:: Given request a ::
Transcribe word for word the part of the forum thread about moving to Hong Kong starting with "I have a job" and going on through "things to do etc!".

-- Start of Excerpted text --

# Moving to HK



## dub (Dec 17, 2012)

Hello everyone, 

I have a job offer for a role in HK and am travelling out with my wife early January to see if we like it. I am 95% there, my wife is a bit more nervous about the move. We will look at some serviced apartments while we are there so we can decide where to live. Fully looking to embrace the local culture if we make the move but I want to make sure we get the best picture of life over there. I am sure it will be a cultural shock as neither of us have been to HK before. We have been to Bangkok and loved it. 

What would be the best things to do in 5 days to get the best feel for the city?

All recommendations appreciated - bars, restaurants, things to do etc!

Thanks!!!!


----------



## moving guru (May 9, 2012)

Hi I have lived here for 40 years and am originally from the UK.

Much of your decision depends on if you have kids or not, are you looking for exxcitign nightlife or a place to bring up a family?

HK caters for all, you can live in the city or in the country, space is a premium tho' and you will have to pay for the luxuries.

-- End of Excerpted text --
-- Start of Stored data --

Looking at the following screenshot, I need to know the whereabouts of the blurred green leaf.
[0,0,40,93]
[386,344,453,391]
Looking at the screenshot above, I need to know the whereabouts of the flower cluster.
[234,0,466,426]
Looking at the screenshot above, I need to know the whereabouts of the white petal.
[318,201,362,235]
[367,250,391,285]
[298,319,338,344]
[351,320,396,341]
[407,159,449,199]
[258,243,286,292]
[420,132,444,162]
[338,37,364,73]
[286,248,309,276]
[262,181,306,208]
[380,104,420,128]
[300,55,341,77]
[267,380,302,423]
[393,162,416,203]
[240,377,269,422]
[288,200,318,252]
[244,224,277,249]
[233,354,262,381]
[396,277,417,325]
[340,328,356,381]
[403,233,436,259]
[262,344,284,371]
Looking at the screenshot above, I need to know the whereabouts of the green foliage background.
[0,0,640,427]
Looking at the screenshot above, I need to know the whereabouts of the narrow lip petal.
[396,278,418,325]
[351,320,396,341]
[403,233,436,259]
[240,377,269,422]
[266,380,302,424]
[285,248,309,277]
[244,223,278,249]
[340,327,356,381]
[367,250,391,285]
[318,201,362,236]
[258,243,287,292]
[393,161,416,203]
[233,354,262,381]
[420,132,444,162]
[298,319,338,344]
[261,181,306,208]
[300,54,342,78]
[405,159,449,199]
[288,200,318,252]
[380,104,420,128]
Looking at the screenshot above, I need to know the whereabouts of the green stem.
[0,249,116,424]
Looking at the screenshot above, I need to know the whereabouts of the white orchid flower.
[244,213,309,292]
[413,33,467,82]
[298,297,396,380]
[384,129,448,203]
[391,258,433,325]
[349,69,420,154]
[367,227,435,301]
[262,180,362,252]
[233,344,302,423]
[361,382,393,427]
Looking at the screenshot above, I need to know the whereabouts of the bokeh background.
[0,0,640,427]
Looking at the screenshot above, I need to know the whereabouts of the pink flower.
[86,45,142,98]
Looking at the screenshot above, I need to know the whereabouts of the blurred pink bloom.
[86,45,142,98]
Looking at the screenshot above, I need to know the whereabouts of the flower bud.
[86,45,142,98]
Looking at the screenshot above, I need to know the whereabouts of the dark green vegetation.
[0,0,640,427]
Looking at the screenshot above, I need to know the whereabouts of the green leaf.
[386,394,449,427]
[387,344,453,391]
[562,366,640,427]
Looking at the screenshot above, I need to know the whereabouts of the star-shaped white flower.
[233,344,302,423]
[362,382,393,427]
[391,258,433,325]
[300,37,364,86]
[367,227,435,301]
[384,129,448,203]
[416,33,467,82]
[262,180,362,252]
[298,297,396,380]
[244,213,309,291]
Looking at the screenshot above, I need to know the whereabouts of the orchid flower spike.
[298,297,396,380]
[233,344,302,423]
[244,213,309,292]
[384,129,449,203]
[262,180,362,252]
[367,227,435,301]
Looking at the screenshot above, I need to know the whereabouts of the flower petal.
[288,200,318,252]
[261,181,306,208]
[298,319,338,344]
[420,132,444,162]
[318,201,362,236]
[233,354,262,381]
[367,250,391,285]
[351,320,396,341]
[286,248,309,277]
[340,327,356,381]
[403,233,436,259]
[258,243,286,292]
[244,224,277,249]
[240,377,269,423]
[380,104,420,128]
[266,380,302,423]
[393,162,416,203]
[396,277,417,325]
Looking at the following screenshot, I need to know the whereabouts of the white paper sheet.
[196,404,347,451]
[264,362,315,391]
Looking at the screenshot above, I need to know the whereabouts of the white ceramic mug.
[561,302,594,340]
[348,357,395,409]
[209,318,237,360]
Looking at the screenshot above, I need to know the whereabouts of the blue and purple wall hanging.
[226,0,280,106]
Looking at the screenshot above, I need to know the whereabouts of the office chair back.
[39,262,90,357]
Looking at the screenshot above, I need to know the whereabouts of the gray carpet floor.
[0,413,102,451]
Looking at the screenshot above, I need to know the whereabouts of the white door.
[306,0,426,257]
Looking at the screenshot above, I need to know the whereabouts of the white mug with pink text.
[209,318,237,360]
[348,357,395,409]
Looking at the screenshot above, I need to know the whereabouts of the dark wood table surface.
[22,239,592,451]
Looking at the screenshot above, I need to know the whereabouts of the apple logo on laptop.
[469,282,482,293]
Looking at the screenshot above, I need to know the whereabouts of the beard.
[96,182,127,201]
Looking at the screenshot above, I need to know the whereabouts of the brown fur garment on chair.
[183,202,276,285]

-- End of Stored data --

:: Given request b ::
In the records, starting with the line with "the white petal." and going on through the line with "[0,249,116,424]", replace "whereabouts" with "location" and leave everything else unchanged. Return only those lines.

:: Exercise solution a ::
I have a job offer for a role in HK and am travelling out with my wife early January to see if we like it. I am 95% there, my wife is a bit more nervous about the move. We will look at some serviced apartments while we are there so we can decide where to live. Fully looking to embrace the local culture if we make the move but I want to make sure we get the best picture of life over there. I am sure it will be a cultural shock as neither of us have been to HK before. We have been to Bangkok and loved it. 

What would be the best things to do in 5 days to get the best feel for the city?

All recommendations appreciated - bars, restaurants, things to do etc!

:: Exercise solution b ::
Looking at the screenshot above, I need to know the location of the white petal.
[318,201,362,235]
[367,250,391,285]
[298,319,338,344]
[351,320,396,341]
[407,159,449,199]
[258,243,286,292]
[420,132,444,162]
[338,37,364,73]
[286,248,309,276]
[262,181,306,208]
[380,104,420,128]
[300,55,341,77]
[267,380,302,423]
[393,162,416,203]
[240,377,269,422]
[288,200,318,252]
[244,224,277,249]
[233,354,262,381]
[396,277,417,325]
[340,328,356,381]
[403,233,436,259]
[262,344,284,371]
Looking at the screenshot above, I need to know the location of the green foliage background.
[0,0,640,427]
Looking at the screenshot above, I need to know the location of the narrow lip petal.
[396,278,418,325]
[351,320,396,341]
[403,233,436,259]
[240,377,269,422]
[266,380,302,424]
[285,248,309,277]
[244,223,278,249]
[340,327,356,381]
[367,250,391,285]
[318,201,362,236]
[258,243,287,292]
[393,161,416,203]
[233,354,262,381]
[420,132,444,162]
[298,319,338,344]
[261,181,306,208]
[300,54,342,78]
[405,159,449,199]
[288,200,318,252]
[380,104,420,128]
Looking at the screenshot above, I need to know the location of the green stem.
[0,249,116,424]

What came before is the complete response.